Stored data:
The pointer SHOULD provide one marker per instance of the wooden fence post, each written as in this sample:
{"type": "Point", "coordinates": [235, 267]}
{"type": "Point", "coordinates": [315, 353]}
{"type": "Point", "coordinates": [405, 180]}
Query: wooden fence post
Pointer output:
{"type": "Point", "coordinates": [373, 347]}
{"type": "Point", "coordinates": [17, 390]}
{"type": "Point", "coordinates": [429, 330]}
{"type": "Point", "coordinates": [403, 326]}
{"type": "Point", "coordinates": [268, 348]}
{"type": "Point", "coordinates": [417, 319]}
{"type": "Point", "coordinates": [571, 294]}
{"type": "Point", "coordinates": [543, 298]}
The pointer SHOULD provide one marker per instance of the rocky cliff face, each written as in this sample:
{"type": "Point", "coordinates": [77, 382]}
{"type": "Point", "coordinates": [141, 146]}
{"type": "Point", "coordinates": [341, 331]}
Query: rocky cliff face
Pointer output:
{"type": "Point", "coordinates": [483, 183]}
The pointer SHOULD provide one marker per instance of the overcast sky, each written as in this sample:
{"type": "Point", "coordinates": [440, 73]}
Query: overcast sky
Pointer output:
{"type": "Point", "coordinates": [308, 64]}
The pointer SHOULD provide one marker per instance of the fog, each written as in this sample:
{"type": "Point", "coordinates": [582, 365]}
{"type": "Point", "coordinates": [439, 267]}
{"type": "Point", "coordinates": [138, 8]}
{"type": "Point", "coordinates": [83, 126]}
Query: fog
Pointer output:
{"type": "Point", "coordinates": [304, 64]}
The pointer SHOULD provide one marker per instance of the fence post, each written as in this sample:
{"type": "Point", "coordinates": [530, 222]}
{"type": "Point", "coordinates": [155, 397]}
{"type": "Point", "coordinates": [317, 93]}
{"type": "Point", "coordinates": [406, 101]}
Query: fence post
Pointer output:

Task goal — Give the lines above as a numbered list, leaving out any blank lines.

In response —
1. The pointer SHOULD provide one marker per instance of the wooden fence post, each written as in this sample:
2. {"type": "Point", "coordinates": [235, 267]}
3. {"type": "Point", "coordinates": [315, 353]}
4. {"type": "Point", "coordinates": [405, 180]}
5. Query: wooden fence post
6. Pointer output:
7. {"type": "Point", "coordinates": [373, 347]}
8. {"type": "Point", "coordinates": [17, 390]}
9. {"type": "Point", "coordinates": [429, 330]}
10. {"type": "Point", "coordinates": [403, 326]}
11. {"type": "Point", "coordinates": [268, 348]}
12. {"type": "Point", "coordinates": [417, 319]}
13. {"type": "Point", "coordinates": [571, 294]}
14. {"type": "Point", "coordinates": [543, 298]}
15. The pointer SHOULD provide one marker per instance of the rocky cliff face, each written as in this sample:
16. {"type": "Point", "coordinates": [77, 382]}
17. {"type": "Point", "coordinates": [141, 146]}
18. {"type": "Point", "coordinates": [341, 331]}
19. Query: rocky cliff face
20. Pointer output:
21. {"type": "Point", "coordinates": [483, 183]}
22. The pointer SHOULD provide one marker per instance of the overcast sky, each written as in this sample:
23. {"type": "Point", "coordinates": [440, 73]}
24. Query: overcast sky
25. Pointer output:
26. {"type": "Point", "coordinates": [308, 64]}
27. The pointer SHOULD provide one marker per instance of the fog, each written as in this sample:
28. {"type": "Point", "coordinates": [582, 365]}
29. {"type": "Point", "coordinates": [439, 267]}
30. {"type": "Point", "coordinates": [138, 8]}
31. {"type": "Point", "coordinates": [83, 126]}
32. Query: fog
33. Pointer output:
34. {"type": "Point", "coordinates": [304, 64]}
35. The pointer SHOULD provide one marker per instance of the fence post, each written as in this sample:
36. {"type": "Point", "coordinates": [530, 222]}
37. {"type": "Point", "coordinates": [155, 397]}
38. {"type": "Point", "coordinates": [317, 93]}
39. {"type": "Point", "coordinates": [406, 101]}
40. Query: fence post
41. Pointer output:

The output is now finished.